— Task to complete —
Write out each entry word for word.

[Records from a data collection]
____

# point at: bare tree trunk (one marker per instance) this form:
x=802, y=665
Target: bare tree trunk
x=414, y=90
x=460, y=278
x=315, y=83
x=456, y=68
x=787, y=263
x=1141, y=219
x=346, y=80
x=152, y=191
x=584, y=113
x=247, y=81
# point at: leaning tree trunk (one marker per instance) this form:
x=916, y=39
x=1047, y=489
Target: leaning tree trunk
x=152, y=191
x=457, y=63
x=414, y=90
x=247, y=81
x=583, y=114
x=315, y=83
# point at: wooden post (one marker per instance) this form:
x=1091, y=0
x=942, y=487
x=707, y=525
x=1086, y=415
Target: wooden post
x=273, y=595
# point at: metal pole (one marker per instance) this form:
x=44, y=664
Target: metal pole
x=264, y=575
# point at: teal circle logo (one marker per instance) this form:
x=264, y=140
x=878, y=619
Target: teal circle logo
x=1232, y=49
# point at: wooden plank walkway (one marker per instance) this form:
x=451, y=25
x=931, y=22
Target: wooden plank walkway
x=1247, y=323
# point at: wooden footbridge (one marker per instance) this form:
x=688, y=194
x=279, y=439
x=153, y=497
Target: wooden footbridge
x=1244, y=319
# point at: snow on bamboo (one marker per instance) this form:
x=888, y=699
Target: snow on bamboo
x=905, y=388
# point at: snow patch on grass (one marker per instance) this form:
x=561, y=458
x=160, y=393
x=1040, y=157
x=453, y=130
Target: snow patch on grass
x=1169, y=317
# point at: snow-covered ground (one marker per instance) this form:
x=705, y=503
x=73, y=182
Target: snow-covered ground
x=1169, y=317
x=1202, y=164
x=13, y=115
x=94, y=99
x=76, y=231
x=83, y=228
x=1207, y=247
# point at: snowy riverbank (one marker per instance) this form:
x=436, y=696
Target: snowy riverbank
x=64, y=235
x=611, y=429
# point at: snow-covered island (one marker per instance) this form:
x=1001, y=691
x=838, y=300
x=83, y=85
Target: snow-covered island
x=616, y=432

____

— Finished exercise —
# point at: bare tree trunk (one marker per instance) this form:
x=802, y=665
Target: bare tree trunk
x=414, y=90
x=460, y=278
x=315, y=83
x=456, y=68
x=787, y=263
x=1141, y=219
x=346, y=80
x=152, y=191
x=584, y=113
x=247, y=81
# point at: leaning tree trunk (one marker per instance) this form:
x=916, y=39
x=1047, y=489
Target: leaning tree trunk
x=152, y=191
x=457, y=63
x=414, y=90
x=247, y=81
x=583, y=114
x=315, y=83
# point at: wooden post (one marker per instance) this form:
x=1091, y=0
x=942, y=487
x=707, y=525
x=1086, y=415
Target: wooden post
x=273, y=595
# point at: metal pole (one marker per instance) this form:
x=44, y=664
Target: metal pole
x=264, y=575
# point at: teal circle logo (one marker per instance) this form:
x=264, y=140
x=878, y=619
Target: teal circle logo
x=1232, y=49
# point at: wooden plank walkway (one marker per instance) this form:
x=451, y=25
x=931, y=22
Target: wooden plank walkway
x=1247, y=323
# point at: wooden footbridge (one marker per instance) this form:
x=688, y=194
x=279, y=439
x=153, y=497
Target: wooden footbridge
x=1244, y=319
# point at: snow on bamboo (one marker per instance) this form:
x=888, y=699
Target: snow on bamboo
x=905, y=388
# point at: snow patch on grass (one marker per instance) this form:
x=561, y=458
x=160, y=393
x=1040, y=157
x=453, y=130
Target: snow patch on grass
x=1169, y=317
# point at: snow-covered ground (one marker per instance) this form:
x=705, y=503
x=73, y=182
Target: snow-covered ground
x=1169, y=317
x=1202, y=164
x=13, y=115
x=94, y=99
x=76, y=231
x=83, y=228
x=1207, y=247
# point at: snowy riverbank (one marker per instance) this form:
x=436, y=696
Target: snowy riverbank
x=64, y=235
x=611, y=429
# point at: snow-covered island (one marker per instance) this form:
x=1001, y=691
x=838, y=300
x=83, y=85
Target: snow-covered island
x=616, y=432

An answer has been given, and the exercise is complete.